> **Given task**: Reproduce in full each line of the entries below that contains the word "dark". Treat uppercase and lowercase letters as distinct.

> **Materials provided**:
━━━━━━━━━━━━━━━━━━━━━━━━━━━━━━
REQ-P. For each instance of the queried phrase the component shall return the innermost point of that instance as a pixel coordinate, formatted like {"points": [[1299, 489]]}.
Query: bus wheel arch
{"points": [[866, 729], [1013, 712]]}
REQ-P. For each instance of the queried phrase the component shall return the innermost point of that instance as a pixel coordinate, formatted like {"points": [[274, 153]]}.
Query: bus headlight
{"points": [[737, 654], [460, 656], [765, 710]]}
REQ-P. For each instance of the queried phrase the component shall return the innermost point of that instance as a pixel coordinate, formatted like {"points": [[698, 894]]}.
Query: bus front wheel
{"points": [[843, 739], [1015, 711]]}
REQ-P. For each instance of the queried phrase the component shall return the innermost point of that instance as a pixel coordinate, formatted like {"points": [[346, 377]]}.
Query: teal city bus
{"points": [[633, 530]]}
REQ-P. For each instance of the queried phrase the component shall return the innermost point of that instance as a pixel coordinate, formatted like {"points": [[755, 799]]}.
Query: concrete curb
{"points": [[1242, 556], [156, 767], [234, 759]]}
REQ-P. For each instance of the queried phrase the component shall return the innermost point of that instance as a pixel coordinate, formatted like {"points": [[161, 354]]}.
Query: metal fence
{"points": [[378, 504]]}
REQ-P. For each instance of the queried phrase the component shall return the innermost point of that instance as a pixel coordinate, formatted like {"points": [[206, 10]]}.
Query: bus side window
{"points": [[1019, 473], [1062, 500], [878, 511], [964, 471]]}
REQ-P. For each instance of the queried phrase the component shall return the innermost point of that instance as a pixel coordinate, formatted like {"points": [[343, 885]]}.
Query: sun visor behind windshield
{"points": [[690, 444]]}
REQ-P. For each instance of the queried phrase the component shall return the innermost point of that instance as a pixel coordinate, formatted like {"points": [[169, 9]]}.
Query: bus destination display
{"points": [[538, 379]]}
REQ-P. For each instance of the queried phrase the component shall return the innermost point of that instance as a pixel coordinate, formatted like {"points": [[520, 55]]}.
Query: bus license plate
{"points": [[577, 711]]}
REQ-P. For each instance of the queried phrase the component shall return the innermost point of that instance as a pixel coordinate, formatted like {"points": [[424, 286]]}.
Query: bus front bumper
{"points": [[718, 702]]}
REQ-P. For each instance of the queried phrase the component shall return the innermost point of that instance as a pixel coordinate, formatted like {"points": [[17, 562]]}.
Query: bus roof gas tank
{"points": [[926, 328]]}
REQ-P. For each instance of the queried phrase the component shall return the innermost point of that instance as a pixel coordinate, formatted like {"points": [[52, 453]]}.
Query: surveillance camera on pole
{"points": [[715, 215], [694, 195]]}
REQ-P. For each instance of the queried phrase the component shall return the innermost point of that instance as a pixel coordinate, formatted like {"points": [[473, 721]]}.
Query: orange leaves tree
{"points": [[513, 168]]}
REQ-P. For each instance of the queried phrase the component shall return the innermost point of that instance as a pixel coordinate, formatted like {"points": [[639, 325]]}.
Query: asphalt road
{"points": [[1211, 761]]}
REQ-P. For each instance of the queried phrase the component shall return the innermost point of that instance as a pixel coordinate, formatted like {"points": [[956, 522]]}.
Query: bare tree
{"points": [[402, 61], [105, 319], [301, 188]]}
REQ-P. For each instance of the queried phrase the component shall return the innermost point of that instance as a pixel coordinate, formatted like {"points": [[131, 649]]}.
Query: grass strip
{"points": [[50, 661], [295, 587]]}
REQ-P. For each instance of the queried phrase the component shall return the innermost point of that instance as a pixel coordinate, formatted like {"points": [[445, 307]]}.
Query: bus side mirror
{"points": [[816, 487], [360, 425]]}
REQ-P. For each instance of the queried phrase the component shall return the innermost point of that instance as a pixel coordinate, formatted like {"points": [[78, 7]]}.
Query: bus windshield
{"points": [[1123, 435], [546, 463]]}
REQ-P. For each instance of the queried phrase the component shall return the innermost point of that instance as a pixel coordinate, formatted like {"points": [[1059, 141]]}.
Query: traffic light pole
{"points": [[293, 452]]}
━━━━━━━━━━━━━━━━━━━━━━━━━━━━━━
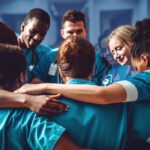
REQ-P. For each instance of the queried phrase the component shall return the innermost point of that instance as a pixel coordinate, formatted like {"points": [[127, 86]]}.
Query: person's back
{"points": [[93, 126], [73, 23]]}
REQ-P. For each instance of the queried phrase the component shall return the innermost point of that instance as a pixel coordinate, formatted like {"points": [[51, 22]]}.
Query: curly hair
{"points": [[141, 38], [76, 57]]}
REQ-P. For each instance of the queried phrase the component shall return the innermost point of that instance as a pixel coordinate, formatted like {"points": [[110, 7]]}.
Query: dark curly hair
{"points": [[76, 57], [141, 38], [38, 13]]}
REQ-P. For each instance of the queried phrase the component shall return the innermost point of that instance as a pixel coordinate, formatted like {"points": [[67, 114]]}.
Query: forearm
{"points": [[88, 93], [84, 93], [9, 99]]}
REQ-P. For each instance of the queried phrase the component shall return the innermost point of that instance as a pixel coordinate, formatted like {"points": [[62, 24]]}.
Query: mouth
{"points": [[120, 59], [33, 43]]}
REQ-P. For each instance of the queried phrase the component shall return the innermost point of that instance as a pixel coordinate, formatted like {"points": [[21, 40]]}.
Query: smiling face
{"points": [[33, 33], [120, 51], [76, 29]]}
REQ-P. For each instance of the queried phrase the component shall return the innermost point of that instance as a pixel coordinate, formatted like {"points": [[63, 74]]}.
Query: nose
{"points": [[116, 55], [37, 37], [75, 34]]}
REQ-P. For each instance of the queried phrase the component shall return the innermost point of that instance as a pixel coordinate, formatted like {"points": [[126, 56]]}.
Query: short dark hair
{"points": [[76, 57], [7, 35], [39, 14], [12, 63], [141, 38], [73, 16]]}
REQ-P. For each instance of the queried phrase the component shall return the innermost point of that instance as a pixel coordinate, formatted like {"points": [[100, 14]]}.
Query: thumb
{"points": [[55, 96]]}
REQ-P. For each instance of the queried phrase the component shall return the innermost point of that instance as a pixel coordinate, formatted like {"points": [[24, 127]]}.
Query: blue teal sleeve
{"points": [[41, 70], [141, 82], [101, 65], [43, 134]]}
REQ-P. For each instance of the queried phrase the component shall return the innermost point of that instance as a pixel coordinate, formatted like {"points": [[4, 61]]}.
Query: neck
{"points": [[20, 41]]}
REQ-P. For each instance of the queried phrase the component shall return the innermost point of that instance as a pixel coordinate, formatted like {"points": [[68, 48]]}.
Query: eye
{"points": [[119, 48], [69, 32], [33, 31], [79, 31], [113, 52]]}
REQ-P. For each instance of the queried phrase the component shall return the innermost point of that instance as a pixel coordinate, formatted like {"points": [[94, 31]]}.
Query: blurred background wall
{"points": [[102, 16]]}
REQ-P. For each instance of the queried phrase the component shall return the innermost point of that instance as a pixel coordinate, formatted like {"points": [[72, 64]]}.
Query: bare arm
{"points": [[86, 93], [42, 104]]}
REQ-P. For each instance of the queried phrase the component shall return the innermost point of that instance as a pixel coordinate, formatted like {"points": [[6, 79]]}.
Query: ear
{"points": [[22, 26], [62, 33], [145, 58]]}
━━━━━━━━━━━━━━━━━━━━━━━━━━━━━━
> **Result for this exercise**:
Query: dark curly hair
Query: short dark hair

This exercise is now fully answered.